-- begin --

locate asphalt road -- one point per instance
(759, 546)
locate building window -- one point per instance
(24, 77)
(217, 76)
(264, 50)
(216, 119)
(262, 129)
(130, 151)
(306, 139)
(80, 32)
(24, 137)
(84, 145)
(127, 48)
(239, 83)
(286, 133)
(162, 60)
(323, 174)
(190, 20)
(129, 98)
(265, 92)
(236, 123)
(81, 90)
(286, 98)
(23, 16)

-- end --

**Description of the task:** Rescale these lines by reproducing all of them, requests included, with every coordinate in the answers multiplied by 0.45 and rounded to the nearest whole number, halves rounded up.

**Answer below:**
locate asphalt road -- one point per instance
(342, 246)
locate building window -- one point per instance
(11, 35)
(98, 34)
(119, 23)
(97, 54)
(118, 58)
(59, 68)
(138, 63)
(36, 14)
(11, 62)
(38, 65)
(57, 22)
(108, 37)
(129, 60)
(73, 27)
(145, 78)
(86, 9)
(58, 44)
(119, 41)
(106, 55)
(36, 41)
(129, 44)
(10, 7)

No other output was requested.